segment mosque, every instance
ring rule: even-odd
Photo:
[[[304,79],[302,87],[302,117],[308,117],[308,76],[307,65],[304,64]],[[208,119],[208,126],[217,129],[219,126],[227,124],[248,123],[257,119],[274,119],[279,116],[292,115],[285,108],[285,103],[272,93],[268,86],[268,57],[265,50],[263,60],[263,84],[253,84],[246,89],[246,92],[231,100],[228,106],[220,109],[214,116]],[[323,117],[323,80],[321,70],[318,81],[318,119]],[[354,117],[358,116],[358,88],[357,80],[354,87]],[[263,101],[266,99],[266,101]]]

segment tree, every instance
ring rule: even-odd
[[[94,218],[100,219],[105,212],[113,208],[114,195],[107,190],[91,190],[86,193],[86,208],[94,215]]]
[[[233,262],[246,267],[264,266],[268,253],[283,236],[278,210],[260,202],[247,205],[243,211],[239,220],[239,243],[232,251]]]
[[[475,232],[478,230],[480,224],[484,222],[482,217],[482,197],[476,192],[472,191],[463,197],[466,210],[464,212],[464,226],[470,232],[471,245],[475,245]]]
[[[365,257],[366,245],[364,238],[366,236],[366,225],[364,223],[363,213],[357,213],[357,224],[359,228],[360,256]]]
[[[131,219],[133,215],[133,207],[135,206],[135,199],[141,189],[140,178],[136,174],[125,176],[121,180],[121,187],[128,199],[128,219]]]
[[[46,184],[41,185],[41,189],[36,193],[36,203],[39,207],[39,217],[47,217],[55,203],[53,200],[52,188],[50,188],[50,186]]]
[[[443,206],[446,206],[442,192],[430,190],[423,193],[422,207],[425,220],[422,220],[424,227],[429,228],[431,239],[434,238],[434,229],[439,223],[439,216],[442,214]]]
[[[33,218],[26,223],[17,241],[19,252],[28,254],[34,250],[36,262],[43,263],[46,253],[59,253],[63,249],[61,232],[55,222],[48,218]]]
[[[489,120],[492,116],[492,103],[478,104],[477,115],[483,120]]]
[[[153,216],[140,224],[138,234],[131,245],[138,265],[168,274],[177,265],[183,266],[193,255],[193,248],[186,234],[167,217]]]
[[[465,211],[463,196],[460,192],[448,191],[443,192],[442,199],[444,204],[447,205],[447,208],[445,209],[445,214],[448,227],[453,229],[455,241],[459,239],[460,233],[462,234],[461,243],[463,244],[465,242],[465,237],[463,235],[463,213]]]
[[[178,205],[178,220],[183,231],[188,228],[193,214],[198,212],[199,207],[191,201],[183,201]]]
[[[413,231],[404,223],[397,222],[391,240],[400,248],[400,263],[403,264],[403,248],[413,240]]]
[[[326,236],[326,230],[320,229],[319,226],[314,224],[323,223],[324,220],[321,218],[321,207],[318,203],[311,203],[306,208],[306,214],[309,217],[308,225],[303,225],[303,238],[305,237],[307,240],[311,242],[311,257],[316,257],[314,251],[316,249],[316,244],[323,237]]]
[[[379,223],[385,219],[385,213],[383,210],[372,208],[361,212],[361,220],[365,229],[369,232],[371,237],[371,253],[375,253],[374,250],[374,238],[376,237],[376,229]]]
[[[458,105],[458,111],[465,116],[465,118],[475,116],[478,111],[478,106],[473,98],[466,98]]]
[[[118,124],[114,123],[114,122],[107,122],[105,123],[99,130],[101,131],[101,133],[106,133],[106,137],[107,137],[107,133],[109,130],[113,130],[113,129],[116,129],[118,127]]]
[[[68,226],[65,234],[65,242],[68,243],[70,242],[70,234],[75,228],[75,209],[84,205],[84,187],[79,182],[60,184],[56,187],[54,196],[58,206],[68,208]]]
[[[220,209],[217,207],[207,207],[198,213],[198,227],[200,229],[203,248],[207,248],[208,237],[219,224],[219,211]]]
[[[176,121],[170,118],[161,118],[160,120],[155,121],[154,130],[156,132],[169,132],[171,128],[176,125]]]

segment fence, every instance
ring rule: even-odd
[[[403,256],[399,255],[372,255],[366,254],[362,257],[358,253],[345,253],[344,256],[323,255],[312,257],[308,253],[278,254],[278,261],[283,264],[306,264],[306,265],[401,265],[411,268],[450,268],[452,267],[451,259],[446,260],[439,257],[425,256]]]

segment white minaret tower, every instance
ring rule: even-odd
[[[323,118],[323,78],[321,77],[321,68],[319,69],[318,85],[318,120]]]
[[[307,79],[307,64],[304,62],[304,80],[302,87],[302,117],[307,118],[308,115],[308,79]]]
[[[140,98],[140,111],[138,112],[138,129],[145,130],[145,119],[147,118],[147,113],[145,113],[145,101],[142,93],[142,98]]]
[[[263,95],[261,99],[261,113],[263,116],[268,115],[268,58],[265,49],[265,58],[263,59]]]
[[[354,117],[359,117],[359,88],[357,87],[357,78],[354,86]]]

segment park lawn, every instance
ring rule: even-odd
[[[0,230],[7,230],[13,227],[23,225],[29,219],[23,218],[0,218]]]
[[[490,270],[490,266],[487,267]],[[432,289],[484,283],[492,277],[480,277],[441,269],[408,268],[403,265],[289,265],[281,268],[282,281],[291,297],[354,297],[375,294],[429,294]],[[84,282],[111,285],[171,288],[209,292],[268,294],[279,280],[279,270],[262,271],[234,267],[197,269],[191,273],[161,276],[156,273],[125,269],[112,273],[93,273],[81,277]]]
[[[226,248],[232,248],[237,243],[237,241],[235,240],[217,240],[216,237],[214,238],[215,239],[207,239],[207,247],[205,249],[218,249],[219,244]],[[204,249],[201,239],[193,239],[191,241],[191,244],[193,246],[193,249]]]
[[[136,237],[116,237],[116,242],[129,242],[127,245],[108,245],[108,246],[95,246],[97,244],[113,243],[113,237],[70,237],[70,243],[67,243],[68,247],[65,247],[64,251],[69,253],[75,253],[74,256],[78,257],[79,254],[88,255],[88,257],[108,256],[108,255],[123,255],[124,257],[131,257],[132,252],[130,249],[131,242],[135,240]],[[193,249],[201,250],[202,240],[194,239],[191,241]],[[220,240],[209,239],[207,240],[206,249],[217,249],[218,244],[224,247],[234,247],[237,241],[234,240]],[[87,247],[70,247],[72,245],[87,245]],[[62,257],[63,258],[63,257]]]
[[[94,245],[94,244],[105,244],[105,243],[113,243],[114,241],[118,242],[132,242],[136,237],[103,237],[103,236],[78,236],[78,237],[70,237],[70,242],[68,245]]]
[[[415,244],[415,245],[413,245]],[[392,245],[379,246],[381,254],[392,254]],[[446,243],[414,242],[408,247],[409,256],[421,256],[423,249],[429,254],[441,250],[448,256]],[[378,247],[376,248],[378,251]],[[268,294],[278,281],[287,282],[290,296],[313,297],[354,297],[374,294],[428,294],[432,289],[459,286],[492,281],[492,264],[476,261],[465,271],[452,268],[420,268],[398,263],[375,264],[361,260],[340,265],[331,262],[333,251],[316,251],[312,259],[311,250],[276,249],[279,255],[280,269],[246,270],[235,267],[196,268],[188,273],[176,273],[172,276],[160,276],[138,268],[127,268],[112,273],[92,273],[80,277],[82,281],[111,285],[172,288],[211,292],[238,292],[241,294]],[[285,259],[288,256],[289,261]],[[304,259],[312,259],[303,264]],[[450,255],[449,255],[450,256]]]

WHAT YOU SHOULD DO :: Search the listing above for "segment" and copy every line that holds it.

ANSWER SECTION ::
segment mosque, every instance
segment tree, every instance
segment fence, every instance
segment white minaret tower, every instance
segment park lawn, every instance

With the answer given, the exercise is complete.